▸ **Work required**:
When you reach the line with "Could you please indicate the building" in the records below, begin transcribing exactly and continue up to and including the line with "Could you please indicate the rectangular", leaving out every picture.

▸ **Data provided**:

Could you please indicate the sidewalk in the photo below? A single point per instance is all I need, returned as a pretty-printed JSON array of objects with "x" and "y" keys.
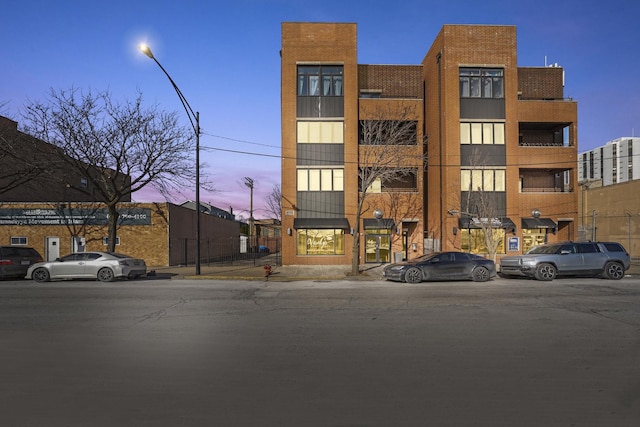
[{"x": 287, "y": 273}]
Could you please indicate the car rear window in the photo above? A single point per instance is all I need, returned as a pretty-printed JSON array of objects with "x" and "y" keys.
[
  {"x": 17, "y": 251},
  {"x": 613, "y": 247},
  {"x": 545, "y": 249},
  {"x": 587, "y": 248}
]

---

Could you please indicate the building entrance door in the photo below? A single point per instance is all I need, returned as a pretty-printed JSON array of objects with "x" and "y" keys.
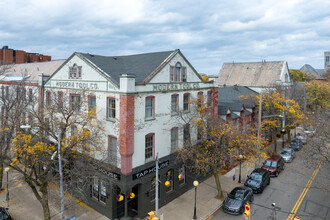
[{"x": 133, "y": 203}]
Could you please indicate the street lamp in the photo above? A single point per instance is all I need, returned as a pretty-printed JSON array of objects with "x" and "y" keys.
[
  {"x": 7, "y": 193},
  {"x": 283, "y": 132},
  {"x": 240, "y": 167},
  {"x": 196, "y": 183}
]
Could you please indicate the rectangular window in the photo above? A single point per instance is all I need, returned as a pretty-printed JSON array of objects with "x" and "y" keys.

* * *

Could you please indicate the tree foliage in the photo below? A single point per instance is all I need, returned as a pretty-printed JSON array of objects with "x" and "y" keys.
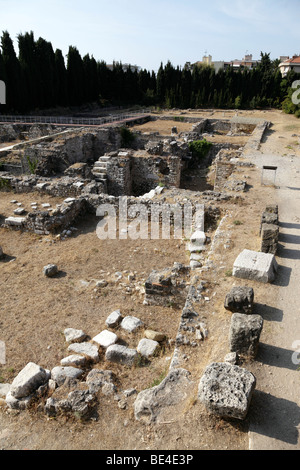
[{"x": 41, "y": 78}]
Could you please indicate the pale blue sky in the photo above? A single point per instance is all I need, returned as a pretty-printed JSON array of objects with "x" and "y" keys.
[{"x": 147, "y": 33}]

▸ **Finished task**:
Could you please indicate the building entrance door in the photo below? A single point per instance is all I need, returned as a pretty-printed JSON array of objects with "x" and "y" keys.
[{"x": 133, "y": 203}]
Could you please indicate the street lamp in the photo above? A single point per instance is all I need, returned as a pretty-printed JSON array of objects with "x" and "y" keys.
[
  {"x": 7, "y": 193},
  {"x": 283, "y": 132},
  {"x": 240, "y": 167},
  {"x": 196, "y": 183}
]
Could you please indicate the rectangular window in the photo above? A single point per instance is all I need, returned as a pretty-printed JSON array of objects with "x" and "y" keys.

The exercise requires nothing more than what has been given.